● TASK INSTRUCTIONS
Count the lines below that contain the word "water", and reply with only the number.

● EXCERPTED DATA
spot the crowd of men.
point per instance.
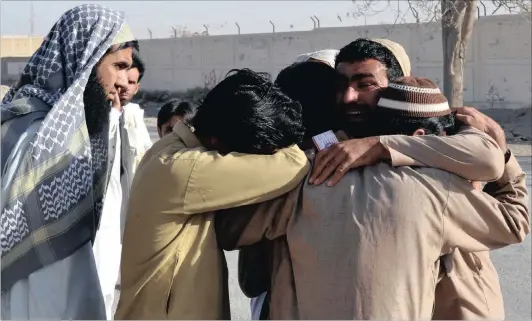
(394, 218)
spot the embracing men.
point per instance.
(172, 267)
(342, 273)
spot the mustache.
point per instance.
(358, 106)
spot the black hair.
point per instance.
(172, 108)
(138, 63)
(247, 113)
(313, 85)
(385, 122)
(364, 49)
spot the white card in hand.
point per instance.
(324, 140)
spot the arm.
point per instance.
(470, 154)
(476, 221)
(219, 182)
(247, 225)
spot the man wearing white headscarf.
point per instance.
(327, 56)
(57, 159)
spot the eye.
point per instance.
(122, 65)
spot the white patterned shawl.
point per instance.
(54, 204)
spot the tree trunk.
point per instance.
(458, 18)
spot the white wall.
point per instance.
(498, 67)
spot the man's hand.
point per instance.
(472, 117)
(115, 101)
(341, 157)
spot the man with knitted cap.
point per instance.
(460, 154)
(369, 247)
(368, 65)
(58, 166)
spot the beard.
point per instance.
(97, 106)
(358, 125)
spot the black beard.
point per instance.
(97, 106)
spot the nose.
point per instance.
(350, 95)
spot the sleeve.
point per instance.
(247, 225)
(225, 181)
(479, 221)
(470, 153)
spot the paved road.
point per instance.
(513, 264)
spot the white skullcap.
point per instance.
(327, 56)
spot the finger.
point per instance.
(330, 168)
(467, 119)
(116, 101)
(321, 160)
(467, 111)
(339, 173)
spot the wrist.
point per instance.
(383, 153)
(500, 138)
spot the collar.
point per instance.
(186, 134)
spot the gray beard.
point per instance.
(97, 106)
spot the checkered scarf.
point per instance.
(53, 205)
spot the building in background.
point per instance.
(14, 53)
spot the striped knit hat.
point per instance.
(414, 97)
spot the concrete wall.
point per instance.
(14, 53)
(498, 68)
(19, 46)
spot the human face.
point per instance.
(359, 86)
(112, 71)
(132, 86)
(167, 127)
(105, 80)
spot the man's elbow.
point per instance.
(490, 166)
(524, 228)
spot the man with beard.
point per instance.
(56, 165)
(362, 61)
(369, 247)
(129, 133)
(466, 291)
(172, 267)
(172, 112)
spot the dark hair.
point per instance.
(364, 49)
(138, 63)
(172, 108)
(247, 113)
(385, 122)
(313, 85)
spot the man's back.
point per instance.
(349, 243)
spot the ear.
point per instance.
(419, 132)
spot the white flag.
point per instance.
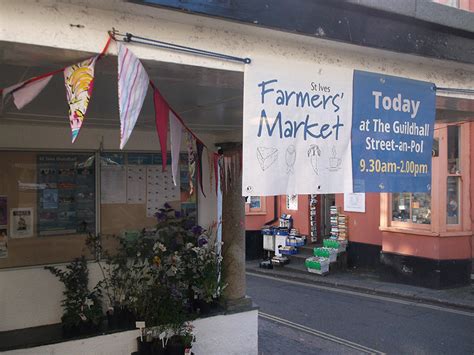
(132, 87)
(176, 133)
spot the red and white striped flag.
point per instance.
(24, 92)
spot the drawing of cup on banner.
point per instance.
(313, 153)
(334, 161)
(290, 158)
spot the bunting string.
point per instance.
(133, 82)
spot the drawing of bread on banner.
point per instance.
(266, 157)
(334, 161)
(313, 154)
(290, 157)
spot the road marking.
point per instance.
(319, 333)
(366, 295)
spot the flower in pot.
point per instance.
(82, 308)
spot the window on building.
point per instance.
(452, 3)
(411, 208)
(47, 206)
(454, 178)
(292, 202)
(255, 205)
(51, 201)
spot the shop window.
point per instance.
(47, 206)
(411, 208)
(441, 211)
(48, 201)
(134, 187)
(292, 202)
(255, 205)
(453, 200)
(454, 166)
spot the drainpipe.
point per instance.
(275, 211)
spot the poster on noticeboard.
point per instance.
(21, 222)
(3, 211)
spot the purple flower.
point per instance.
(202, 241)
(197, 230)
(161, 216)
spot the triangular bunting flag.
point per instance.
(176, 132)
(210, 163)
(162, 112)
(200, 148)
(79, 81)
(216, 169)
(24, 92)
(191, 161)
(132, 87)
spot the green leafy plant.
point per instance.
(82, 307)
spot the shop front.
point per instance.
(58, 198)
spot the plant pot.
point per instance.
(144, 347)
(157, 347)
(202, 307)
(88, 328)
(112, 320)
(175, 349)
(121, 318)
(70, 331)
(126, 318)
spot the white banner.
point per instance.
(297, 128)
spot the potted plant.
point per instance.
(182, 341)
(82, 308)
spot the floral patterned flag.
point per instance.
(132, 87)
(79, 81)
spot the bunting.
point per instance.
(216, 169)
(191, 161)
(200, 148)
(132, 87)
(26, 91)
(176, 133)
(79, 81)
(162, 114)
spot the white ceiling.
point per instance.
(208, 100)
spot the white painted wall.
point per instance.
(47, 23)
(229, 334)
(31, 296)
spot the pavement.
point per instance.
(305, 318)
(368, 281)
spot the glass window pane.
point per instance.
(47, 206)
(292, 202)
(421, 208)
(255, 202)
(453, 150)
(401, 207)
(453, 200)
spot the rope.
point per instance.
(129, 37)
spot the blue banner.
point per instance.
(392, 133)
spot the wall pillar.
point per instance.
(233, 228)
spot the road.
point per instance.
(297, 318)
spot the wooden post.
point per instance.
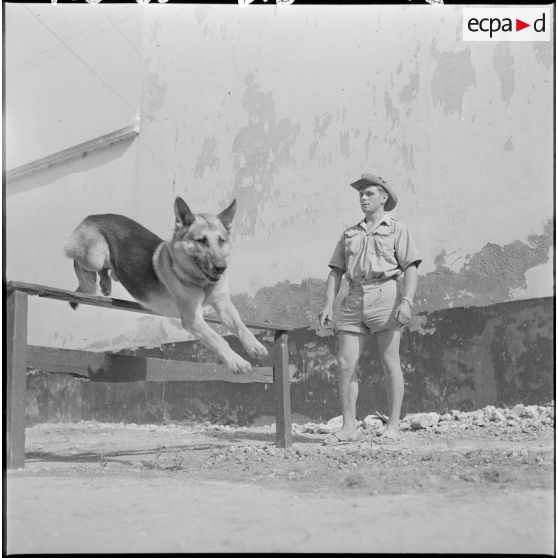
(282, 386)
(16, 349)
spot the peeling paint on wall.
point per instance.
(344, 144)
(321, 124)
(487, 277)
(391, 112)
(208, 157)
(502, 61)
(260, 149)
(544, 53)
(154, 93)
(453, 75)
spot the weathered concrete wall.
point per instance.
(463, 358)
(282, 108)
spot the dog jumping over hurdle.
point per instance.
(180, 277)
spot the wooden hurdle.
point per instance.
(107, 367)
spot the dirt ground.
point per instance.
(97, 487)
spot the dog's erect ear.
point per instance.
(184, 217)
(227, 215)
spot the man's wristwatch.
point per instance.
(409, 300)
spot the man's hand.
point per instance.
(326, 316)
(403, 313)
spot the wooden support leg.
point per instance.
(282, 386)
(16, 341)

...

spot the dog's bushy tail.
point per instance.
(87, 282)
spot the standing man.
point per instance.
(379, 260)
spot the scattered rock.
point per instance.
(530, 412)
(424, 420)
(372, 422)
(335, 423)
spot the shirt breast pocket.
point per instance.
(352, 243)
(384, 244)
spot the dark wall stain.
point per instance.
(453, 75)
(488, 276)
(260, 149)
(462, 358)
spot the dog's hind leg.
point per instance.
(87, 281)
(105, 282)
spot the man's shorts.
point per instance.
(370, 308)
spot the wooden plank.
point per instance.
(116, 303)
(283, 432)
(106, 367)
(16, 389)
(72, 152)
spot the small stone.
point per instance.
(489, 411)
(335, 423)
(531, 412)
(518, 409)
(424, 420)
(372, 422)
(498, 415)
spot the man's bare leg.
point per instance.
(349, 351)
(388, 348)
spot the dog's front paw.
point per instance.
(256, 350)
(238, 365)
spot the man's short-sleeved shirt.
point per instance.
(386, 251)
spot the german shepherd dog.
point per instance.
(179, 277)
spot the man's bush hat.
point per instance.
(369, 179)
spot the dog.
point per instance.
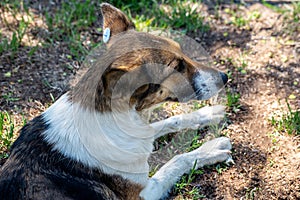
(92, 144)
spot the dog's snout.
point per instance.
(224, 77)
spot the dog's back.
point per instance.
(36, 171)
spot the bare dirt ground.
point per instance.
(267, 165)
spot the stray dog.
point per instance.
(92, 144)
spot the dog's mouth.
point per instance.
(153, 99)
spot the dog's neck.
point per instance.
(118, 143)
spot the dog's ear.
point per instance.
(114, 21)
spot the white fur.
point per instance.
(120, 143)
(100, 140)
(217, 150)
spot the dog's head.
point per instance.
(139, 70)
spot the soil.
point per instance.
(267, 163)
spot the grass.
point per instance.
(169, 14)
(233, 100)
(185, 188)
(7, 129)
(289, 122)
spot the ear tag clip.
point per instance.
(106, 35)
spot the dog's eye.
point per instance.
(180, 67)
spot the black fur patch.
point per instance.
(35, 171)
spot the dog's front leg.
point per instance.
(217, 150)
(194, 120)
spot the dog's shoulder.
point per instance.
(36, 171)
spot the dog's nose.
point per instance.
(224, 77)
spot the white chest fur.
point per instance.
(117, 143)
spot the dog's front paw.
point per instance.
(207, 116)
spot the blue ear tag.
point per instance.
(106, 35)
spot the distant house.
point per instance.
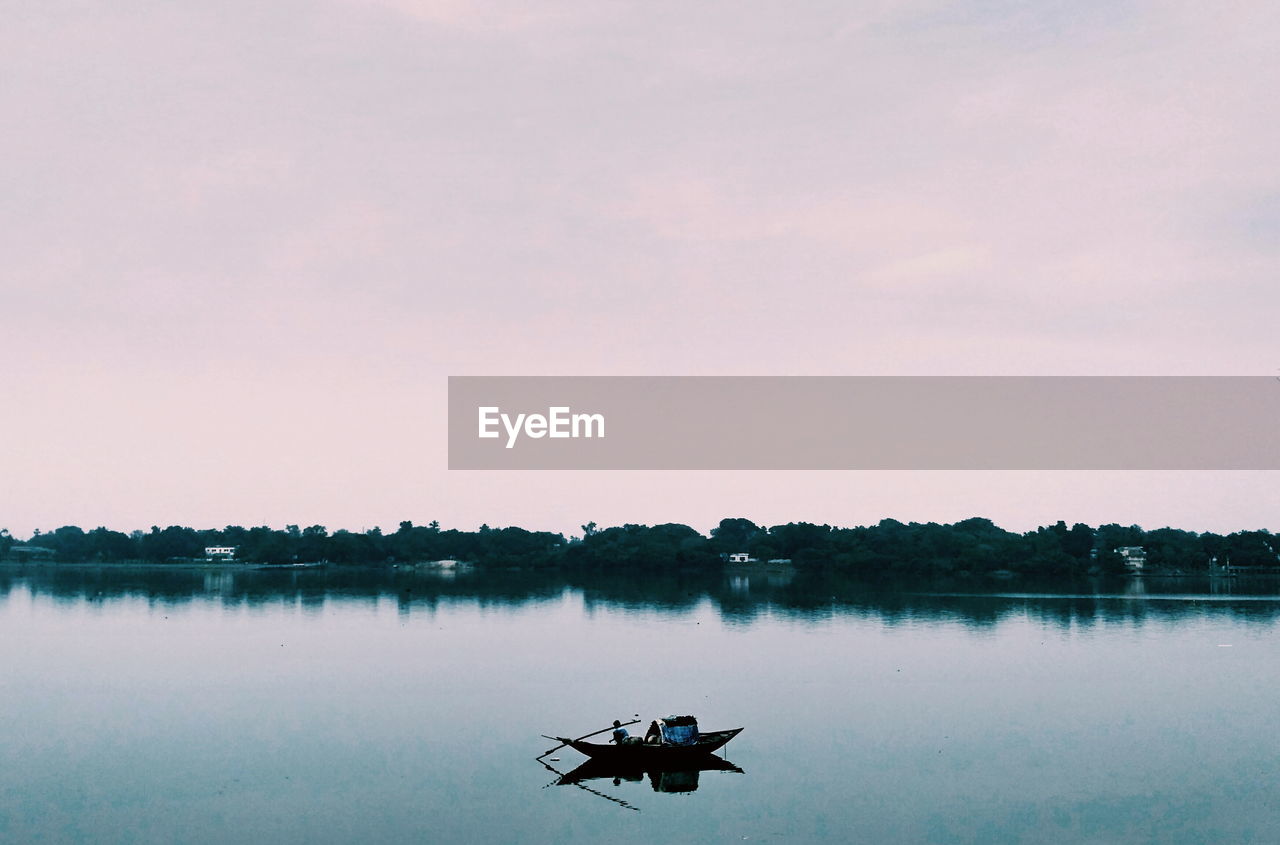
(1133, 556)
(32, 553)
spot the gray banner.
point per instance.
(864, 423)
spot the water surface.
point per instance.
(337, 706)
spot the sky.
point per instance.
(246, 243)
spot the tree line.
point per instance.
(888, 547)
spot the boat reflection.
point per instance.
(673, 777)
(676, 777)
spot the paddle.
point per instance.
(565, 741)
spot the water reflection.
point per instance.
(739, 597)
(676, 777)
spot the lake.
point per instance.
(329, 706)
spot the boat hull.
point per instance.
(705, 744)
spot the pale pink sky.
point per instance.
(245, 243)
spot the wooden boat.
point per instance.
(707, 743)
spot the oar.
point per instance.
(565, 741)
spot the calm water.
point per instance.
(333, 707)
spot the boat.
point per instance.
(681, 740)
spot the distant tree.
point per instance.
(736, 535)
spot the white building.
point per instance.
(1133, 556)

● SOLUTION TO THIS PROBLEM
3